## Aim of the task
Present each line of the material below as a Markdown table with two columns, n for the row number and Line for the line itself, omitting any blank lines.

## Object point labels
--- START ---

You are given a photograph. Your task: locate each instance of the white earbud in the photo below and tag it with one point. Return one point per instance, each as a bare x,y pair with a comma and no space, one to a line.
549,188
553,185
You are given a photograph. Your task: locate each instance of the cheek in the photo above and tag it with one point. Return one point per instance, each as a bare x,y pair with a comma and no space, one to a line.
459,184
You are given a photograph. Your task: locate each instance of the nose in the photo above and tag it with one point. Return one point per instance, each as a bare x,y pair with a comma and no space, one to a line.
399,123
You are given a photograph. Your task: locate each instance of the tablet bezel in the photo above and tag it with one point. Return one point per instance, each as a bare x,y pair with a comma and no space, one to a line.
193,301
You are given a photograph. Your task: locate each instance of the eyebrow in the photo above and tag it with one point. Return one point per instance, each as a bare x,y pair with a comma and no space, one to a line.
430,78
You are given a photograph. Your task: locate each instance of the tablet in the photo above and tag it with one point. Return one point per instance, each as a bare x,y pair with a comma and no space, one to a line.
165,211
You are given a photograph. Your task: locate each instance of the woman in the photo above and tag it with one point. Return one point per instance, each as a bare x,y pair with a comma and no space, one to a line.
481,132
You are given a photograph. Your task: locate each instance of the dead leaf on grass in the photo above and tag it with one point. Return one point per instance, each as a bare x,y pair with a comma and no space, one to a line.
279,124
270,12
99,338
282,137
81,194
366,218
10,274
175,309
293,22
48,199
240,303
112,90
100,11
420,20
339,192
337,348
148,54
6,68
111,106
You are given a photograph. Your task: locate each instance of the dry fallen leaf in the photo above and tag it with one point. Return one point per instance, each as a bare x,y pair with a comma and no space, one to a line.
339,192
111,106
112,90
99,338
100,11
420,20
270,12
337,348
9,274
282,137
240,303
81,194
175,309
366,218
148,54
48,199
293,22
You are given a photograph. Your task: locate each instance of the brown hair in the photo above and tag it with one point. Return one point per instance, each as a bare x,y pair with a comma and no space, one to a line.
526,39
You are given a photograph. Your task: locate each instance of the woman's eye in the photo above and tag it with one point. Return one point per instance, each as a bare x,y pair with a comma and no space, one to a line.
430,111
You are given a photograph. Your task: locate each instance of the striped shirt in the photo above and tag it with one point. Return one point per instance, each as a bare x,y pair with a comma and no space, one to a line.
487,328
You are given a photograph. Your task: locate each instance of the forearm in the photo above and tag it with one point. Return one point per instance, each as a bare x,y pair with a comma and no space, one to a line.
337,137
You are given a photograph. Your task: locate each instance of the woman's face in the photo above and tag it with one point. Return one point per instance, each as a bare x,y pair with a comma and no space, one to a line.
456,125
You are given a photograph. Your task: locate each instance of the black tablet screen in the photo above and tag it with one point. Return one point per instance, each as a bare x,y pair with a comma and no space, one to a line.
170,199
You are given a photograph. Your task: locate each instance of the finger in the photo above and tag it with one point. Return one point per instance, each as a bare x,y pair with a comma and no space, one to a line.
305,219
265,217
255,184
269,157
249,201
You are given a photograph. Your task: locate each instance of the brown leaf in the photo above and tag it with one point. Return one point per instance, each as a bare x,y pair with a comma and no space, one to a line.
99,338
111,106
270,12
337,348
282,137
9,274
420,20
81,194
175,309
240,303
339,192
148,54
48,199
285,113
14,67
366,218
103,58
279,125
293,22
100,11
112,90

--- END ---

## Written answer
| n | Line |
|---|---|
| 1 | You are given a photograph. Your task: locate each instance of the white earbud in the photo below and tag it with one point. Return one point per instance, each as a bare x,y pair with a comma and no space, one to a line. |
| 2 | 549,188 |
| 3 | 553,185 |
| 4 | You are given a photograph. Your task: locate each instance of the cheek in the photo above and tag it with one point. Return one point per instance, each as a bare x,y pair with a comma and no space, one to a line. |
| 5 | 459,184 |
| 6 | You are given a photograph. Your task: locate each instance of the nose in the photo above and tag it with one point. Return one point per instance, each as a bare x,y pair with a comma and no space, one to a line. |
| 7 | 399,123 |
| 8 | You are given a photograph. Your task: locate each instance of the tablet bezel in the photo above and tag it with one point. Return one point per instance, each as a bare x,y pair with a comma and no space, one to a line. |
| 9 | 193,301 |
| 10 | You are given a photograph. Your task: locate each instance of the eyebrow in the photo above and tag it with one point. Return one point per instance, each as a bare x,y pair with a comma and no space, one to a line. |
| 11 | 430,78 |
| 12 | You are given a photograph. Your task: locate each instance of the tablet in the photo above and tag it with one point. Return one point per instance, each as a bare x,y pair with a comma and no space, one to a line. |
| 13 | 165,211 |
| 14 | You are given a photograph. Your task: locate each instance of the woman in the photo above and tag it with one point. Return one point per instance, each as a bare x,y pair with a comma and no space, one to a line. |
| 15 | 481,132 |
| 16 | You are given a photograph. Your task: locate each instance of the dead leaf on grass in the photo above and tag it with one point. Return one point per instance, each as a bare x,y pair with a comma and no space, one to a line. |
| 17 | 279,124 |
| 18 | 270,12 |
| 19 | 99,338 |
| 20 | 282,137 |
| 21 | 81,194 |
| 22 | 366,218 |
| 23 | 10,274 |
| 24 | 175,309 |
| 25 | 293,22 |
| 26 | 48,199 |
| 27 | 240,303 |
| 28 | 112,90 |
| 29 | 100,11 |
| 30 | 420,20 |
| 31 | 339,192 |
| 32 | 337,348 |
| 33 | 148,54 |
| 34 | 6,68 |
| 35 | 111,106 |
| 36 | You are given a photograph. Your task: locate each instance of the dry fallen leaf in the photo above and tag it with one point. Return one point per instance, each as a bare x,y pair with a comma and no space, one to a line. |
| 37 | 339,192 |
| 38 | 111,106 |
| 39 | 112,90 |
| 40 | 99,338 |
| 41 | 100,11 |
| 42 | 420,20 |
| 43 | 270,12 |
| 44 | 337,348 |
| 45 | 9,274 |
| 46 | 282,137 |
| 47 | 240,303 |
| 48 | 81,194 |
| 49 | 175,309 |
| 50 | 366,218 |
| 51 | 148,54 |
| 52 | 48,199 |
| 53 | 293,22 |
| 54 | You are given a photograph. Your task: locate each instance of the brown hair in the photo above and tag it with one point. Return one point per instance, each as a bare x,y pair with a comma and no space, one to a line. |
| 55 | 526,39 |
| 56 | You are given a photograph. Your task: locate each instance of the woman's eye in the photo above and tag it with one point. Return one point per instance, each as a bare x,y pair with a comma and no space, one to a line. |
| 57 | 430,111 |
| 58 | You are given a photograph. Your task: locate each instance of the striped shirt in the photo above and tag it with one point. Return one point per instance, each as a bare x,y pair with a comma and no space, one to a line. |
| 59 | 487,328 |
| 60 | You are given a photograph. Your task: locate each instance of the forearm in the photo above and tag it with one point. Return one point per instance, each as a bare x,y pair with a comma and no space, one to a line. |
| 61 | 337,137 |
| 62 | You are given a photograph. Your task: locate each instance of the woman's face in the photo above and tag it with one point. Return one point per instance, each as a bare x,y pair with a comma and no space, one to a line. |
| 63 | 456,125 |
| 64 | You are given a photograph. Your task: locate each instance of the black tablet screen in the photo above and tag it with one point. Return one point per instance, each as a bare x,y pair with a comma and no space, one to a line. |
| 65 | 170,199 |
| 66 | You are given a photograph. Your task: locate each instance of the finger in the photo above and tag it with one point. Return one point per instance, each as a bare x,y pair with a comma and no space, one to a line. |
| 67 | 305,219 |
| 68 | 265,217 |
| 69 | 255,184 |
| 70 | 269,157 |
| 71 | 249,201 |
| 72 | You are given a photograph. Your task: locate each instance of the brown leaf in the photo above and tag it with one point. Return one point per instance, each as a bare x,y pair with a comma and no space, one to a line. |
| 73 | 99,338 |
| 74 | 111,106 |
| 75 | 270,12 |
| 76 | 337,348 |
| 77 | 282,137 |
| 78 | 9,274 |
| 79 | 420,20 |
| 80 | 81,194 |
| 81 | 175,309 |
| 82 | 240,303 |
| 83 | 339,192 |
| 84 | 148,54 |
| 85 | 48,199 |
| 86 | 285,113 |
| 87 | 14,67 |
| 88 | 366,218 |
| 89 | 103,58 |
| 90 | 279,125 |
| 91 | 293,22 |
| 92 | 100,11 |
| 93 | 112,90 |